(Natural-language object grounding data)
"""
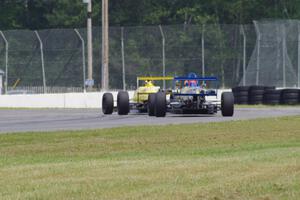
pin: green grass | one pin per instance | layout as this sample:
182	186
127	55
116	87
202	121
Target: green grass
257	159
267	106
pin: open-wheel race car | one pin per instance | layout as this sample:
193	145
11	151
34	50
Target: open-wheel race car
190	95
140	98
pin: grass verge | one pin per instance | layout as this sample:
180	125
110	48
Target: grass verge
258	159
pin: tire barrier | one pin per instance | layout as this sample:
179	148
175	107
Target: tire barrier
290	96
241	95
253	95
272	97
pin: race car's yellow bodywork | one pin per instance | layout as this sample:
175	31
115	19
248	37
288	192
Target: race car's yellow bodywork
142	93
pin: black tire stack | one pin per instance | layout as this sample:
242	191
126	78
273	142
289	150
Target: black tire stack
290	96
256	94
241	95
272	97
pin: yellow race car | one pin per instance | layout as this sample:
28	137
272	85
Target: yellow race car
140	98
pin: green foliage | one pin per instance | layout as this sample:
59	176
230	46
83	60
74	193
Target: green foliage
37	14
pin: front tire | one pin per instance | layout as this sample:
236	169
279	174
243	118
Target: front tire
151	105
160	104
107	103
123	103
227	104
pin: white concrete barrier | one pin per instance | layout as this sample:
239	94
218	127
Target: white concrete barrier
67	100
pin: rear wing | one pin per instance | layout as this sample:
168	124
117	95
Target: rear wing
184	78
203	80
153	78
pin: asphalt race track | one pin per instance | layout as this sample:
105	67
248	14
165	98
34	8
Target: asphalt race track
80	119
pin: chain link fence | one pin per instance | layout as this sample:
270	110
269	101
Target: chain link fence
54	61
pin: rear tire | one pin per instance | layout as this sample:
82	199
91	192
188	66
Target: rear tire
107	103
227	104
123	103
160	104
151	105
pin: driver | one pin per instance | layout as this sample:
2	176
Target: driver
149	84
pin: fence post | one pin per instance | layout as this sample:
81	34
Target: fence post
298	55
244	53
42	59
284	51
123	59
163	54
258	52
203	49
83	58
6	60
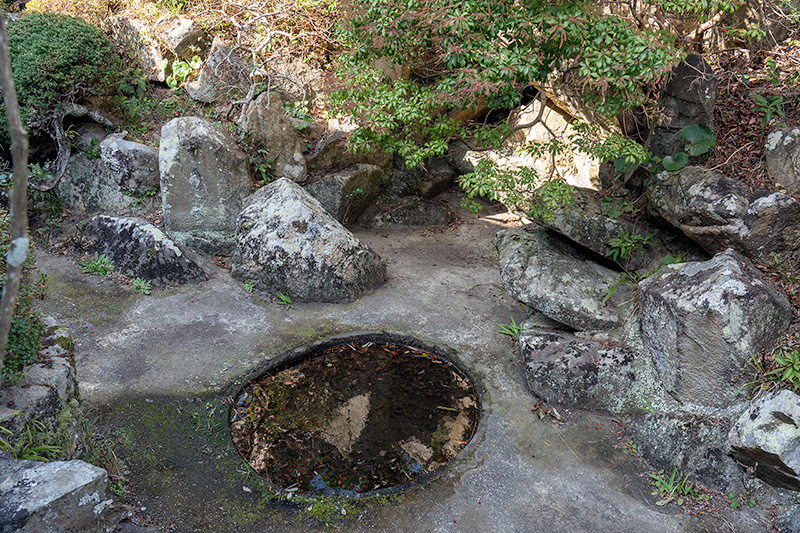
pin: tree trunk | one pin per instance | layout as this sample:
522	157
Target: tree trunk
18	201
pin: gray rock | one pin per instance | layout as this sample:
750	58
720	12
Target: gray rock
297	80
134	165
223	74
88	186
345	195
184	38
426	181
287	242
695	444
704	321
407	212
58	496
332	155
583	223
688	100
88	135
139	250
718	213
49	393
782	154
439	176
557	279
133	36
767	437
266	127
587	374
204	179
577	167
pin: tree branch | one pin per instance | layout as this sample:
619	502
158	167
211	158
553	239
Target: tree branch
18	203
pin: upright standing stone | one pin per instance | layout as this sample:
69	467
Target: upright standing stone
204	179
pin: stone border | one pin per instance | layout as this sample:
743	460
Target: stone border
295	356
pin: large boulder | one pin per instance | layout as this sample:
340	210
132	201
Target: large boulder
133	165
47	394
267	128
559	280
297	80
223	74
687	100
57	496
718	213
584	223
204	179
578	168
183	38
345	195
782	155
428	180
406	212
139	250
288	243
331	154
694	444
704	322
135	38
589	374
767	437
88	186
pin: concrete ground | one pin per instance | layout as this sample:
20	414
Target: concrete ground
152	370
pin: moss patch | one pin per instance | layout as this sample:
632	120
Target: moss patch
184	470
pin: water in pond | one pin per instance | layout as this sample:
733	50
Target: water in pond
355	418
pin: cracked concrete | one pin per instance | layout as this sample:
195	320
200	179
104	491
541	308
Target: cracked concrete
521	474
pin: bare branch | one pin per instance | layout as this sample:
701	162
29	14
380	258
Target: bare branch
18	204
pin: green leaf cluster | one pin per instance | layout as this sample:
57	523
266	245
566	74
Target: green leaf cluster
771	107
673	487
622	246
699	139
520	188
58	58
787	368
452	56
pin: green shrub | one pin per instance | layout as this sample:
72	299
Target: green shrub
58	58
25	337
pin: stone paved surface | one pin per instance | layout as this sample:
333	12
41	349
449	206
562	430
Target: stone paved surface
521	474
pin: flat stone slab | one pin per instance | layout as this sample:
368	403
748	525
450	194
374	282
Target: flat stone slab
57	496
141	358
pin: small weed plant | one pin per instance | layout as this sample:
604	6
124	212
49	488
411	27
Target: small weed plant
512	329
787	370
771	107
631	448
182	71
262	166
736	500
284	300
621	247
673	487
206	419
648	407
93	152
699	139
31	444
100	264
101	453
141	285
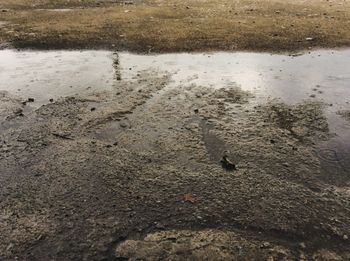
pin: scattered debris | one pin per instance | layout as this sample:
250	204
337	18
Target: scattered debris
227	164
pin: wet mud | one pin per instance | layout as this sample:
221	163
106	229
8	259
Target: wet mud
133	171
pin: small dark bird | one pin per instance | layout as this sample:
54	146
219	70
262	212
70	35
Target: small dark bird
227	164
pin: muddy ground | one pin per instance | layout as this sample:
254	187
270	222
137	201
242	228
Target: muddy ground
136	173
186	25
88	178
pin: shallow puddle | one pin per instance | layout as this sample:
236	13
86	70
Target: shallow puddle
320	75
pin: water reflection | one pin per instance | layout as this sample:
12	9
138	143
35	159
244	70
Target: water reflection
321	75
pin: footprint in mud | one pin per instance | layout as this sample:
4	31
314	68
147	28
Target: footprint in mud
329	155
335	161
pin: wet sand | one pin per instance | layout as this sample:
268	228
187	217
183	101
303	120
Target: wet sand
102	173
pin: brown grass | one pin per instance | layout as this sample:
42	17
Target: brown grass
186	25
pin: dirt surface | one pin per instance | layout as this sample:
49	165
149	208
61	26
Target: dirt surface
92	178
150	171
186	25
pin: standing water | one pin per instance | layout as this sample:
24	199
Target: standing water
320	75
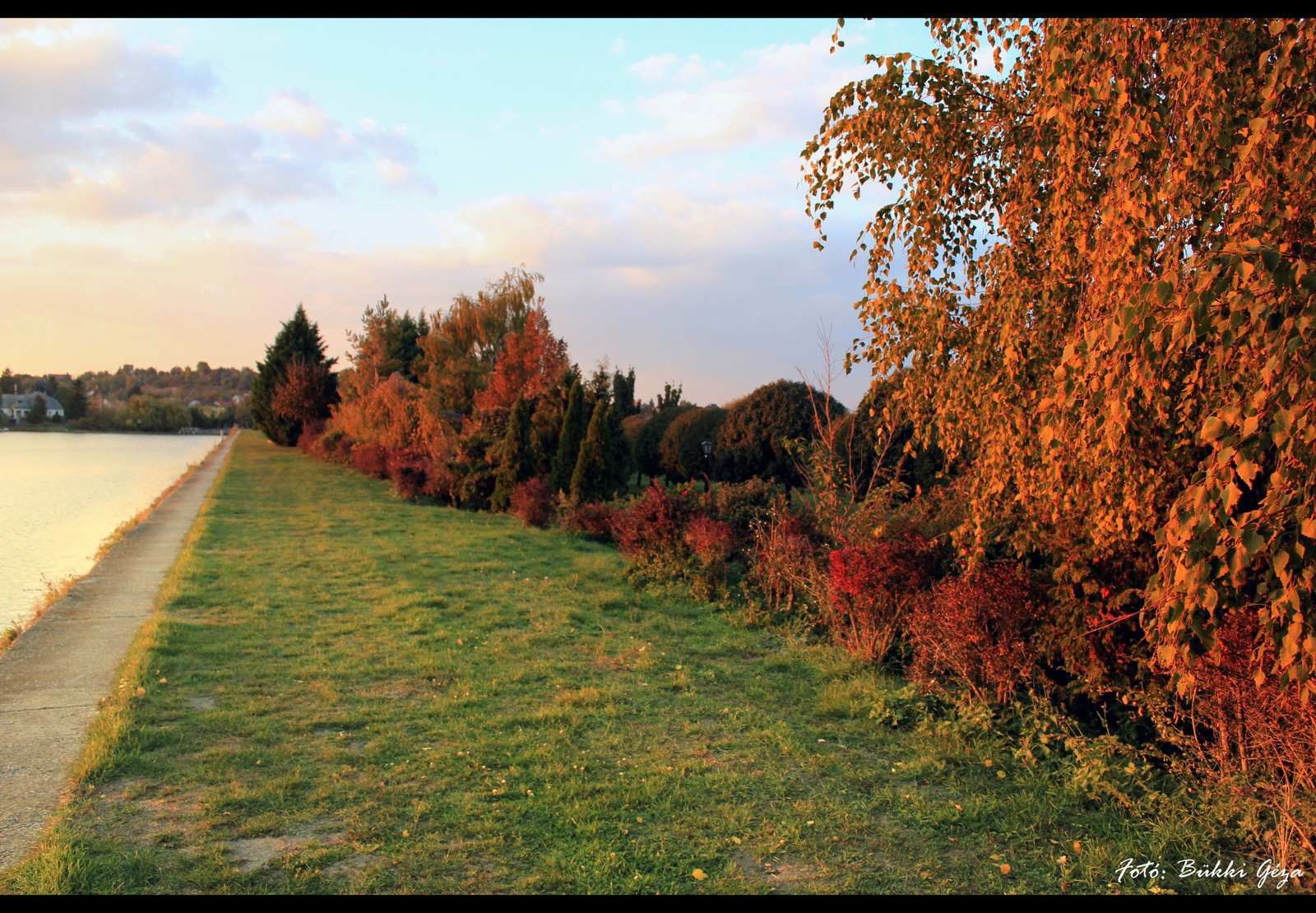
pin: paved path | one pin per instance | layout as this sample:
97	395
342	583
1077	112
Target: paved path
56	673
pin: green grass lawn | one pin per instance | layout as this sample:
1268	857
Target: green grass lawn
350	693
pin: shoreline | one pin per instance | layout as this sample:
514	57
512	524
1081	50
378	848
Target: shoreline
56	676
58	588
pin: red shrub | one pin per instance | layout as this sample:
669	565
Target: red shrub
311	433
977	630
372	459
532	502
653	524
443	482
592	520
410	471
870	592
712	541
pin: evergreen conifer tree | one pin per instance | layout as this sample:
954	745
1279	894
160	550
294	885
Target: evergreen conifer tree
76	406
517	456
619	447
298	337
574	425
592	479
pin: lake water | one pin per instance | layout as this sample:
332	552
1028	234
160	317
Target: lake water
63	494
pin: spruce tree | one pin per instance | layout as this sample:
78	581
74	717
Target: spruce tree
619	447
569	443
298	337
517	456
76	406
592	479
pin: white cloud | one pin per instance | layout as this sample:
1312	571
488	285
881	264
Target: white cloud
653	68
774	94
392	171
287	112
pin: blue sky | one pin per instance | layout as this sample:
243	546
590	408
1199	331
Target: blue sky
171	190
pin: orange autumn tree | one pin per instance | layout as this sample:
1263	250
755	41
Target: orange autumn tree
"""
** Exercise objective **
Show all lines above containing "orange".

** Solved problem **
pin: orange autumn tree | one pin per instance | layout as this sample:
Target: orange autumn tree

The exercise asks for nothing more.